> **Exercise description**
Summarize the orcus basic types reference below in exactly three sentences.

> **Extracted text**

+---+

Basic types

Constants

const std::size_t orcus::INDEX_NOT_FOUND

Generic constant to be used to indicate that a valid index value is expected but not found.

const xmlns_id_t orcus::XMLNS_UNKNOWN_ID

Value associated with an unknown XML namespace.

const xml_token_t orcus::XML_UNKNOWN_TOKEN

Value associated with an unknown XML token.

Type aliases

using orcus::xml_token_attrs_t = std::vector<xml_token_attr_t>
using orcus::xml_token_t = std::size_t

Integral type that represents a tokenized XML element name.

using orcus::xmlns_id_t = const char*

Type that represents a normalized XML namespace identifier. Internally it is a pointer value that points to a static char buffer that stores a namespace name.

Structs

struct date_time_t

Struct that holds a date or date-time value.

Public Functions

date_time_t()
date_time_t(int _year, int _month, int _day)
date_time_t(int _year, int _month, int _day, int _hour, int _minute, double _second)
date_time_t(const date_time_t &other)
~date_time_t()
date_time_t &operator=(date_time_t other)
bool operator==(const date_time_t &other) const
bool operator!=(const date_time_t &other) const
bool operator<(const date_time_t &other) const
std::string to_string() const

Convert the date-time value to an ISO-formatted string representation.

Returns:

ISO-formatted string representation of the date-time value.

void swap(date_time_t &other)

Swap the value with another instance.

Parameters:

other – another instance to swap values with.

Public Members

int year
int month
int day
int hour
int minute
double second

Public Static Functions

static date_time_t from_chars(std::string_view str)

Parse an ISO-formatted string representation of a date-time value, and convert it into a date_time_t value. A string representation allows either a date only or a date and time value, but it does not allow a time only value.

Here are some examples of ISO-formatted date and date-time values:

  • 2013-04-09 (date only)

  • 2013-04-09T21:34:09.55 (date and time)

Parameters:

str – string representation of a date-time value.

Returns:

converted date-time value consisting of a set of numeric values.

struct length_t

Holds a length value with unit of measurement.

Public Functions

length_t()
length_t(length_unit_t _unit, double _value)
length_t(const length_t &other)
length_t &operator=(const length_t &other)
std::string to_string() const
bool operator==(const length_t &other) const noexcept
bool operator!=(const length_t &other) const noexcept

Public Members

length_unit_t unit
double value
struct parse_error_value_t

Parser token that represents the state of a parse error, used by threaded_json_parser and threaded_sax_token_parser when transferring parse status between threads.

Public Functions

parse_error_value_t()

+---+

> **Data block**

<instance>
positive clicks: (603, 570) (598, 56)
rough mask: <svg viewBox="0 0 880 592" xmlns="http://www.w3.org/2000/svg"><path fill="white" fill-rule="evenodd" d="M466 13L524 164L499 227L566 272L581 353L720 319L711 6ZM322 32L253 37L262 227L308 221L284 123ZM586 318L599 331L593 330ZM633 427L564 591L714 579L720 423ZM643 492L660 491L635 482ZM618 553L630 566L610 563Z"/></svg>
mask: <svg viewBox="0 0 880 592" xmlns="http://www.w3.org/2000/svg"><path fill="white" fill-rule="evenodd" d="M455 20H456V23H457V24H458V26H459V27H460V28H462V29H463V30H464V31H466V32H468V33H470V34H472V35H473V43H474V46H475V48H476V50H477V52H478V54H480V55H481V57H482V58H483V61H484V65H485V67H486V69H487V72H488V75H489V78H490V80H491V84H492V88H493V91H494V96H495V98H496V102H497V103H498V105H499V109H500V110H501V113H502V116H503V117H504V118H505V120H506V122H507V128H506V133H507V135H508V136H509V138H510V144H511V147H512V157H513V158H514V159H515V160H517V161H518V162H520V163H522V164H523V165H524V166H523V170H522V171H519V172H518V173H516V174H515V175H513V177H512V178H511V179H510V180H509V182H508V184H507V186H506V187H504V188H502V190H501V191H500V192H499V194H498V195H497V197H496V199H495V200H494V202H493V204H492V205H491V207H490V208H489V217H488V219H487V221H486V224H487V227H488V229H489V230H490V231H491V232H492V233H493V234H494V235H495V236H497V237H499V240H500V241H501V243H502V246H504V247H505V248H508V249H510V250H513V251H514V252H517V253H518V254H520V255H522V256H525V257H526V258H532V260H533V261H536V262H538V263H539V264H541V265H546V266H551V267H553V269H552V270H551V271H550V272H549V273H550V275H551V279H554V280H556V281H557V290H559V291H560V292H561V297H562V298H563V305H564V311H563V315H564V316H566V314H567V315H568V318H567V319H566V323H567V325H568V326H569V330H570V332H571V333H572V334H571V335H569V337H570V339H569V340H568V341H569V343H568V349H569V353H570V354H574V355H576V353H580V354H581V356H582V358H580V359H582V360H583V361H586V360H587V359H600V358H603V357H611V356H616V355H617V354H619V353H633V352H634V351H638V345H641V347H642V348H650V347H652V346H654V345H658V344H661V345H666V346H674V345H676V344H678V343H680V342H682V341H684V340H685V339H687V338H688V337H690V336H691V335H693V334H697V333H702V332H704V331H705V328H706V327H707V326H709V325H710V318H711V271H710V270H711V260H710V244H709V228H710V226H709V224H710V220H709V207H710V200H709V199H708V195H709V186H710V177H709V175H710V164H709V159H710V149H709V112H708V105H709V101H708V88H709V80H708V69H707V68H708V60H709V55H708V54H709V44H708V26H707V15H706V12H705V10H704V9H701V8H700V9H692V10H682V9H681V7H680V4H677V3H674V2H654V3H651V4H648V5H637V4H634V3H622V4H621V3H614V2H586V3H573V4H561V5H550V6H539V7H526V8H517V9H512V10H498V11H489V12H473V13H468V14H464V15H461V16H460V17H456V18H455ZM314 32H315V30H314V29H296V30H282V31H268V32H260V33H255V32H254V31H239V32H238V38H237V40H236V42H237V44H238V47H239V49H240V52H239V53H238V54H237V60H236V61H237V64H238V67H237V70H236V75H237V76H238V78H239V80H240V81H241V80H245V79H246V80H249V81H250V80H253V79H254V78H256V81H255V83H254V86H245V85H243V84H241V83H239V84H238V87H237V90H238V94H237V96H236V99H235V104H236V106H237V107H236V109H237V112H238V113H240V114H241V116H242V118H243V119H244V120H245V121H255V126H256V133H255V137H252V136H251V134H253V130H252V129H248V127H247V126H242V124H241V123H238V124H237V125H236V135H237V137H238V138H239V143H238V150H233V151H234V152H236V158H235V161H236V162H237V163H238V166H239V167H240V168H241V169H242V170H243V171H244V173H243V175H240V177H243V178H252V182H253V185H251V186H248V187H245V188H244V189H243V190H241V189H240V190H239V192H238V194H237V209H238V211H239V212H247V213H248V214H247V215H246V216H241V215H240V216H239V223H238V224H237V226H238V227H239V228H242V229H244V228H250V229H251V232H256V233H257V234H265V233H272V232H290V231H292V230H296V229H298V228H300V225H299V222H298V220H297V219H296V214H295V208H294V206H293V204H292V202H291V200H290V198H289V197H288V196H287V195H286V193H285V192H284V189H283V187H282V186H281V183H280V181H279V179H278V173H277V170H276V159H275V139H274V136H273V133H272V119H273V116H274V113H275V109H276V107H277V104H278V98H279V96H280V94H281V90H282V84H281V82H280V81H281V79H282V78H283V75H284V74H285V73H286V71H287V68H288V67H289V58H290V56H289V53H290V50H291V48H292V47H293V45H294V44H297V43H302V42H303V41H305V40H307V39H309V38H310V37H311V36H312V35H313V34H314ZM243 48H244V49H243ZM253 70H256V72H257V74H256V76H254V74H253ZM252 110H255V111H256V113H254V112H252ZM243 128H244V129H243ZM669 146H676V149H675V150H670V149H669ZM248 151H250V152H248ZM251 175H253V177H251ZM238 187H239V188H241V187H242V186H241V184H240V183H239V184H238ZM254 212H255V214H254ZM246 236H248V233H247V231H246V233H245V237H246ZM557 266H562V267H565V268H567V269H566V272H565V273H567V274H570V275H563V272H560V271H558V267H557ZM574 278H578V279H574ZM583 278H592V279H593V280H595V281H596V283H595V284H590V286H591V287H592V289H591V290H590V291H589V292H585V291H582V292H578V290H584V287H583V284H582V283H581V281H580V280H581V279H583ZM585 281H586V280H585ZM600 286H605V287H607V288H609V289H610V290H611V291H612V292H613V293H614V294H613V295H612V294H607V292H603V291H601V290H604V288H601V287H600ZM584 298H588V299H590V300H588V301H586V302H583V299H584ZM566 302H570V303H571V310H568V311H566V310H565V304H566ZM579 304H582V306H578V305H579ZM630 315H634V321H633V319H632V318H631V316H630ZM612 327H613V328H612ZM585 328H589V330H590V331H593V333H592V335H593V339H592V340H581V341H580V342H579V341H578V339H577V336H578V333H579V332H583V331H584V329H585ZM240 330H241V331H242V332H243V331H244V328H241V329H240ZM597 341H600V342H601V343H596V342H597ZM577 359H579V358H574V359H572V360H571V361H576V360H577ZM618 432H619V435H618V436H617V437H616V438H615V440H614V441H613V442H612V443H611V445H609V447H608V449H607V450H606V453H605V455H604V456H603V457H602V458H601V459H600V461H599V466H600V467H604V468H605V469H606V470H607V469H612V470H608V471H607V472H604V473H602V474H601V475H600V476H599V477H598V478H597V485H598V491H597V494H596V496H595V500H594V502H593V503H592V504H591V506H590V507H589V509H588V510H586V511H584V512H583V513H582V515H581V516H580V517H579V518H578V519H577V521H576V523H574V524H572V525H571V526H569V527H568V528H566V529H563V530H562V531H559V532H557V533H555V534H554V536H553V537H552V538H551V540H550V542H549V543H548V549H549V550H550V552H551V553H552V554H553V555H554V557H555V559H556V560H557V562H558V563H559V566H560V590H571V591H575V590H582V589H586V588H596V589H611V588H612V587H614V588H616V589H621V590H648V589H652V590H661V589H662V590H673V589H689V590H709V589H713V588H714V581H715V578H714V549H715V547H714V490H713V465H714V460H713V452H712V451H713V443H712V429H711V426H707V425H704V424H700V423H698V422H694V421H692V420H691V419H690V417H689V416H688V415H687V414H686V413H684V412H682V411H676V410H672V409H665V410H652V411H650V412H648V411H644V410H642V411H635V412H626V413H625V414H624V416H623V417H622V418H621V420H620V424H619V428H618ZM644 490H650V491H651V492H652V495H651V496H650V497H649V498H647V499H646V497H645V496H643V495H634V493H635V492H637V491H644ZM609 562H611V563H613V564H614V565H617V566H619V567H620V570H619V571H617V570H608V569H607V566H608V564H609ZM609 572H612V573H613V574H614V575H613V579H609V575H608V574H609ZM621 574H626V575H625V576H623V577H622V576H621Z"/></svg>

+---+

> **Written solution**
The orcus basic types reference defines three constants: INDEX_NOT_FOUND marks a valid index that was expected but not found, and XMLNS_UNKNOWN_ID and XML_UNKNOWN_TOKEN are the values for an unknown XML namespace and an unknown XML token. Among its type aliases, xml_token_t is an integral std::size_t type representing a tokenized XML element name, while xmlns_id_t is a const char* that points to a static char buffer storing a namespace name. Its structs include date_time_t, which holds a date or date-time value and converts to and from ISO-formatted strings, accepting a date only or a date and time but not a time only; length_t, which holds a length value with a unit of measurement; and parse_error_value_t, a parser token that represents a parse error state passed between threads by threaded_json_parser and threaded_sax_token_parser.